* _ACTIONS TO TAKE_:
(A) In the article about Lidl's summons over bait-and-switch practices, why will the supermarket chain have to appear before the criminal court of Ghent? Answer in one to three sentences.
(B) Does the article on Lidl's bait-and-switch summons support each of these statements? Answer yes or no, and quote the words from the article that decide it.
(i) Advertising counts as an infringement only if it has actually caused damage.
(ii) The seller must have acted in bad faith before misleading publicity can be prohibited.
(iii) Federal agents recorded more than 160 alleged violations during the period considered.
(C) Carry on the article about Lidl's bait-and-switch summons, starting after its final sentence.

* _PASSAGE PROVIDED_:
Summons of Lidl concerning bait and switch practices

Case The supermarket chain Lidl will have to appear before the criminal court of Ghent since it has been accused of distributing misleading publicity.

After several economic inspections, carried out between 2007 and March of this year, an action was brought against the chain since a series of violations of the law relating to market practices and consumer protection would have established. It concerns the so-called bait-and-switch practices where Lidl would be guilty off. In the considered period, the federal agents of the ministry of economic affairs have registered more than 160 alleged violations.

Under European influence, consumer protection is valued highly and has a substantial impact on the commercial life. Firstly, Articles 86 j. 88 of the LMPC prohibit advertising which contains assertions, data or conceptions that are able to mislead regarding the identity, nature, composition, origin, quantity, availability or the features of the product or the consequences for the environment. In order for the advertising to constitute an infringement, it is not required that the publicity is in fact misleading or has caused damage. It suffices that the publicity, taking its overall impression into account, is capable to mislead people from the target group. This assessment needs to be made from the point of view of the average consumer who has average differentiation abilities. Only if the misconception is of that extent that it is capable to effectively influence the economic behaviour of such consumer that it can be qualified as misleading advertising. Bad faith on behalf of the seller is not a requirement to prohibit the misleading publicity.

Bait-and-switch practices, where Lidl is suspected of, comprise a type of misleading publicity, which is specifically prohibited by the LMPC. Article 91, 5° of the LMPC prohibits the advertising relating to the offering of products or services if the seller does not have a sufficient supply or cannot perform the services which, taking into account the size of the publicity are expected to be delivered. Thus, it concerns situations where retailers lure costumers into their stores with special promotions and actions for products of which they only have a few in stock. Typically, the consumer, once he entered the store, will buy, out of convenience, other products as well, or only other products.

Large wholesalers who offer a varied number of products can benefit from such practices. Publicity, where products are offered at a lower price is not prohibited as such. It is only required that a sufficient supply is available. Furthermore, the seller has to take Article 101 of the LMPC into account, in furtherance of which the lower price cannot result in resale at loss. In addition, the provisions regarding price reductions must be complied with and that the provisions, embedded in Article 20 relating to price reductions are to be respected.

Data items:
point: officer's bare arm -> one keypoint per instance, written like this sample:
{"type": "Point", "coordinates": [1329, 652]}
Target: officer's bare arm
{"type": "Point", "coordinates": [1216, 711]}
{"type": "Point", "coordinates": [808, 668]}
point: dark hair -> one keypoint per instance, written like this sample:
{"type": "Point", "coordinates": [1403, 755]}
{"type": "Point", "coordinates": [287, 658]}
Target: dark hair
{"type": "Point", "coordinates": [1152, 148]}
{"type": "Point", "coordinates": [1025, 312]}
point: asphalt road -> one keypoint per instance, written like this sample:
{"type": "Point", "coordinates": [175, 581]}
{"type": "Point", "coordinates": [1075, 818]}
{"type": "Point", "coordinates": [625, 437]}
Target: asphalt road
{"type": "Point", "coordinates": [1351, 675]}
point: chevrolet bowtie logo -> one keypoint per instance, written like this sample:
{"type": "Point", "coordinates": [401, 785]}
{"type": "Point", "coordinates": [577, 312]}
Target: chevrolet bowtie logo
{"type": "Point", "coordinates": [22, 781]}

* _ANSWERS FOR THE EXERCISE_:
(A) Lidl has been accused of distributing misleading publicity. Economic inspections between 2007 and March of that year found a series of alleged violations of the law on market practices and consumer protection, so an action was brought against the chain.

(B)
(i) No: "it is not required that the publicity is in fact misleading or has caused damage."
(ii) No: "Bad faith on behalf of the seller is not a requirement to prohibit the misleading publicity."
(iii) Yes: "the federal agents of the ministry of economic affairs have registered more than 160 alleged violations."

(C)
Concerning this last category, pursuant to Article 37 of the LMPC, a retailer that announces a price reduction, limited in time and outside his store must, if the product cost more than EUR 25 and the stock is exhausted, offer the consumer a voucher which entitles him to purchase that product within a reasonable timeframe and under the same conditions of the offer. The assessment of the presence of a sufficient supply needs to be made for each and every selling point separately which is named in the publicity. However, the situation in other selling points may be taken into account. The assessment must be made at the time of launching the publicity.

Lidl is not the first food chain to be held accountable for such practices. In 2003, the commercial court held Carrefour liable since it had adverted the sale of electronic devices without providing for a sufficient stock. Nonetheless, the court failed to verify if the statement that only a limited number of products are available would justify Carrefour’s actions and thus no violation of old article 23, 9° of the LPCC would have been withheld. In that case, the consumer would clearly be notified that the supply is limited and hence the risk existed that the supply would be exhausted where he arrives at the store. Although such a statement would not be considered an absolute justification, it could have been of some value in the defence. Indeed, the court needs to verify if a reasonable supply was in fact anticipated.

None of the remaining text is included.